* BEGIN Extracted text *

In this repository, the result of our teamwork (Hojjat Rezaei, Navid All Gharaee, Amirali Vojdanifard, and I) for the Information Retrieval Course homework are gathered in the form of the following phases/directories:
- Text preprocessing & indexing
- Cosine distance & Query expansion
- Data crawling
- Elastic search
- Collaborative Filtering
In this phase, we were supposed to work with a dataset containing information of 2824 provided in here. In this regard, first, we preprocessed and tokenized the content of each book. As the next step, we performed invert-indexing on the extracted tokens.
Please note that since the process of preprocessing different pieces of text was completely independently done, in order to speed up the process, we performed preprocessing step via multiple threads (user can specify the number of threads by --threads
)
In this step, we performed various text preprocessing techniques such that users can enable/disable each of them, based on their needs, by passing a True
flag while running the program.
main.py [-h] [--raw-data-path RAW_DATA_PATH]
[--preprocessed-data-path PREPROCESSED_DATA_PATH]
[--indexed-data-path INDEXED_DATA_PATH]
[--threads THREADS] [--normalize]
[--remove-stop-words] [--remove-punctuations]
[--lemmatize] [--stemmer] [-v]
The used text preprocessing techniques are as follows:
- normalize
- remove punctuations
- remove stop words
- lemmatize
- stemmer
By having preprocessed tokens in hand, the invert-indexing step was so straightforward. We only had to create a dictionary such that its keys were tokens and its values were the index(ID) of each document containing that token.
In this phase, we use the extracted tokens from last phase to compute the cosine similarity between different documents.
To do that, first we have to compute TF-IDF (Term Frequency Inverse Document Frequency). To save computational resources and make it easier to compute TF-IDF, we implemented separate methods for computing TF-IDF for terms that appeared in documents and also appeared in input queries.
Since it is crucial to perform the same preprocessing methods that are used for indexing documents to preprocess the input query, just like in the previous phase the user can/should specify the preprocessing methods to use by flags. The complete list of flags is as follows:
main.py [-h] [-v] [-k K]
[-i INVERTED_INDEXING_DATAFRAME_PATH]
[-p PREPROCESSED_DATAFRAME_PATH] [--normalize]
[--remove-stop-words] [--remove-punctuations]
[--lemmatize] [--stemmer]
The output of this phase is k
documents with the least cosine distance from the input query as well as their distance. Furthermore, the output will be saved in the format JSON
file.

* END Extracted text *
* BEGIN Entries shown *

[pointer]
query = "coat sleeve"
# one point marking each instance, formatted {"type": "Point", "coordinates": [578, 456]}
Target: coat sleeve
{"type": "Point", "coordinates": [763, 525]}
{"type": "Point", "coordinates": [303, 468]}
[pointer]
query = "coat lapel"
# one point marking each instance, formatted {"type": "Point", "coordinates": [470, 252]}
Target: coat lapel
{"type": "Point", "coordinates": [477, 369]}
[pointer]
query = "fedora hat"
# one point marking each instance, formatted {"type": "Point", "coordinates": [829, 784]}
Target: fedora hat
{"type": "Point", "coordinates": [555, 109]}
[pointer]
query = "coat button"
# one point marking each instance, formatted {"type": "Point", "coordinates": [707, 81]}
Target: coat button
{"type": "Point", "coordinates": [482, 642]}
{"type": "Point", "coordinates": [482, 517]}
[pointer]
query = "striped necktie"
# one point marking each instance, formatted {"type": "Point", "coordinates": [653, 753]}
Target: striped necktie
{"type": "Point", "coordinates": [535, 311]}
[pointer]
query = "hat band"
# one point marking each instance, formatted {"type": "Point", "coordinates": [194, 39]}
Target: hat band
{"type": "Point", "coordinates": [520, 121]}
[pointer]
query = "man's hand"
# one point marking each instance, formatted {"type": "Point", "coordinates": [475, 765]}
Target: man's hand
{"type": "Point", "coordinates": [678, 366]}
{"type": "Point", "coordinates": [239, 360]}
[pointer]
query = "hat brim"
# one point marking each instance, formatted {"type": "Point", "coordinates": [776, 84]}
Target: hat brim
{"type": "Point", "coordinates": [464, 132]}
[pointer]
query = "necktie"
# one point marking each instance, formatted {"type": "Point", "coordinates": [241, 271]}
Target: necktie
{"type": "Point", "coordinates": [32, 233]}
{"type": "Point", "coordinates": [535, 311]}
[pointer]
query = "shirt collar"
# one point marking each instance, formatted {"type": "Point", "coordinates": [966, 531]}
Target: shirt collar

* END Entries shown *

= Task =
Say whether each statement agrees with the retrieval homework text, answering yes or no and quoting the text's deciding words: (a) The preprocessing step was run on multiple threads. (b) The inverted index uses document IDs as its keys and tokens as its values. (c) The output of the cosine similarity phase is saved as a CSV file. The records have nothing to do with the text.

= Written solution =
(a) Yes: "we performed preprocessing step via multiple threads"
(b) No: "its keys were tokens and its values were the index(ID) of each document containing that token"
(c) No: "the output will be saved in the format JSON"